#### Source information

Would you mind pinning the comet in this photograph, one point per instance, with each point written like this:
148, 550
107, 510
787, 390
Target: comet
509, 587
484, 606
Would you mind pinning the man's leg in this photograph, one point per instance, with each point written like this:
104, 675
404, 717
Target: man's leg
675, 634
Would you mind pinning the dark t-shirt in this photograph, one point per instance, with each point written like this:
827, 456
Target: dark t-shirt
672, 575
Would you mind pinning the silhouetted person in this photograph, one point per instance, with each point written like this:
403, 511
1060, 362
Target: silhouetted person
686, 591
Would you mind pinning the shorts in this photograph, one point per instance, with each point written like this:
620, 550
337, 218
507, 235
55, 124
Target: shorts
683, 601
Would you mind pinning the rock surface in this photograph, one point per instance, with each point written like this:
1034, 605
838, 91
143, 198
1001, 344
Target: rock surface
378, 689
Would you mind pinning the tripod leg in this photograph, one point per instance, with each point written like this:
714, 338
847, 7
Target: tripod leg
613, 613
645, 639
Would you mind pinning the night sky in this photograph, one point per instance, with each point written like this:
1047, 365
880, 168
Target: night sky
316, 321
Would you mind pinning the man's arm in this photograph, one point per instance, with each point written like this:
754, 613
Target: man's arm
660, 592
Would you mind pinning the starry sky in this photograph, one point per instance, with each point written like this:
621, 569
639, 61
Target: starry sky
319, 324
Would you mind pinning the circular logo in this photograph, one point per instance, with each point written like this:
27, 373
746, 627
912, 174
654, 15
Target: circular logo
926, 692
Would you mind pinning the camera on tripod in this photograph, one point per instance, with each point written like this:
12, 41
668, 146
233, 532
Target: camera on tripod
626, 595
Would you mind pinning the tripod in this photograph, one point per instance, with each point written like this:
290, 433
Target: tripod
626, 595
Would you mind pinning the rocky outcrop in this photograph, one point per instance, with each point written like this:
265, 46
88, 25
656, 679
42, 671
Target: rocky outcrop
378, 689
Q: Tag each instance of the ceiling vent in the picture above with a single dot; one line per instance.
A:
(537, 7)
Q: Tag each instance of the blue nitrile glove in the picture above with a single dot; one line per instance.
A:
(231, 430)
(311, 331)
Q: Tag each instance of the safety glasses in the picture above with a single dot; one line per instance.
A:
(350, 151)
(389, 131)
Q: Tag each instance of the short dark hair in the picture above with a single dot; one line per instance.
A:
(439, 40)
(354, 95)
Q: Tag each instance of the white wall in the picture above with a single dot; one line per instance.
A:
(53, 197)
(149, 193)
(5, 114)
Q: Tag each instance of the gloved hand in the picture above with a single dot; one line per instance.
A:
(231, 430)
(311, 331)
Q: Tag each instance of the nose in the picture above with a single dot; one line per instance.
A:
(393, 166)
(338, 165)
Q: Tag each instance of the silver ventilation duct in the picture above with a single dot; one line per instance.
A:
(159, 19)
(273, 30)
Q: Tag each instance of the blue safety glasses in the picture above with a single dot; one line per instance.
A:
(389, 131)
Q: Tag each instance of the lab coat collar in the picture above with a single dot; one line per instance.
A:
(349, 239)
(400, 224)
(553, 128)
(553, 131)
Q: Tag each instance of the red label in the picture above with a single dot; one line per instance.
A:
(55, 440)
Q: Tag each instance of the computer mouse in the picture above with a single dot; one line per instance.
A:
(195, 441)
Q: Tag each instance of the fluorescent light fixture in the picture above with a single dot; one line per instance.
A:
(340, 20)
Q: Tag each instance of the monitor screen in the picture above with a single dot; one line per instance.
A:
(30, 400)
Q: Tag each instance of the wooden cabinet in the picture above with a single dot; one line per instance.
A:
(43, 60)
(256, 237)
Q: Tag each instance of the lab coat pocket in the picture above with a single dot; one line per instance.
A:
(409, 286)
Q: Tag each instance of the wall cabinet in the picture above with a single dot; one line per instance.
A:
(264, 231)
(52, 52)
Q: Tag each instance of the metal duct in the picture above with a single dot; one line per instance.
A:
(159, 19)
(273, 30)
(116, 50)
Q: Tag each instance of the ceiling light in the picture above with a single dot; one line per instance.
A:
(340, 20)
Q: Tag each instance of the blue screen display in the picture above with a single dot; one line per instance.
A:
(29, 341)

########

• Requirement:
A word-for-word copy of the data above is the goal, so set it all down again.

• Your response:
Would you mind pinning the comet in this photograph, one point per instance, with each point written like this:
148, 550
107, 510
787, 390
Target: comet
509, 587
484, 606
Would you mind pinning the man's leg in this photograph, one point per instance, with each point written like this:
104, 675
404, 717
Target: man's leg
675, 634
Would you mind pinning the dark t-shirt in this photograph, one point per instance, with each point written like this:
827, 456
Target: dark t-shirt
672, 575
Would you mind pinning the silhouetted person in this photograph, one point per instance, with each point written like this:
403, 511
1060, 362
Target: silhouetted person
686, 591
Would you mind pinning the shorts in this photograph, one point per instance, with each point written like this:
620, 550
337, 218
507, 235
55, 124
Target: shorts
683, 601
Would you mind pinning the rock surface in this photograph, one point per instance, with each point written like this:
1034, 605
838, 91
143, 198
1001, 344
Target: rock surface
378, 689
Would you mind pinning the tripod leg in this photograph, one point per instance, with each point written like this:
714, 338
847, 7
Target: tripod leg
613, 613
645, 639
Would you mind pinning the night sky in this photograph, one point per instance, with each point written like this:
1047, 365
880, 168
Target: night sky
316, 321
Would you mind pinning the man's arm in this photograph, one point per instance, with each point written like this:
754, 613
Target: man's arm
660, 592
Would you mind pinning the starry sky in this photograph, one point per instance, with each point written like this:
621, 569
639, 61
Target: starry sky
319, 324
Would you mind pinning the circular logo in this photograph, one point per instance, with each point written like this:
27, 373
746, 627
912, 174
654, 15
Target: circular logo
926, 692
Would you mind pinning the camera on tripod in this photograph, one point per instance, with each point written like this:
12, 41
668, 146
233, 532
Target: camera on tripod
626, 595
Would you mind pinning the tripod in this photograph, one point per instance, with each point written like this:
290, 433
Target: tripod
626, 595
Would you mind pinning the rocky outcrop in this photograph, one point per instance, with each point written like this:
265, 46
88, 25
656, 679
42, 671
Target: rocky outcrop
378, 689
Q: Tag each instance of the ceiling vent in the picture above with a single dot; one line per instance.
A:
(537, 7)
Q: Tag each instance of the blue nitrile glove in the picture above with a single dot; one line per instance.
A:
(231, 430)
(311, 331)
Q: Tag each instance of the safety glasses in the picture above with a single dot; one line per instance.
A:
(350, 151)
(389, 131)
Q: Tag each instance of the short dark hair in the picture above with a single dot; one line per instance.
A:
(439, 40)
(354, 95)
Q: Tag each instance of the white wall in the picture above with a single dot; one line per instance.
A:
(53, 197)
(149, 193)
(5, 114)
Q: Tag each instance of the gloved hand in the picture above with a single dot; one line per instance.
A:
(231, 430)
(311, 331)
Q: Tag each instance of the nose in the picture above with a single dot; one line per instance.
A:
(393, 166)
(338, 165)
Q: Tag each instance of the silver ventilation duct in the picture above with a single dot; one line per instance.
A:
(159, 19)
(273, 30)
Q: Tag each instance of the blue safety glasses in the picture above with a single dot; one line per instance.
A:
(389, 131)
Q: Tag each instance of the lab coat collar in the picture above with a single dot; one line per instance.
A:
(349, 239)
(400, 224)
(553, 128)
(553, 131)
Q: Tag each instance of the red label in the picture above with a single dot; one line per instance.
A:
(55, 440)
Q: Tag each instance of the computer mouse in the picture above with a single dot; one line per instance.
A:
(195, 441)
Q: Tag each instance of the fluorescent light fixture in the picture above with a single dot; one line per instance.
A:
(340, 20)
Q: Tag each instance of the monitor screen in the picture above with a single dot; one line per instance.
A:
(30, 400)
Q: Tag each instance of the wooden cabinet in the picture above with a single dot; one line per instance.
A:
(43, 60)
(256, 237)
Q: Tag each instance of the lab coat pocket in the picture above with a single dot; one line per instance.
A:
(409, 286)
Q: Tag each instance of the wall cabinet in the picture above with a single dot; one line per instance.
A:
(264, 231)
(52, 52)
Q: Tag each instance of the metal duct in the picture above with a single dot; one line per instance.
A:
(159, 19)
(273, 30)
(116, 50)
Q: Tag each instance of the ceiling light in the picture above with a single dot; one line per instance.
A:
(340, 20)
Q: Tag each instance of the blue screen display in the picture above with a single dot; one line per instance.
A:
(29, 341)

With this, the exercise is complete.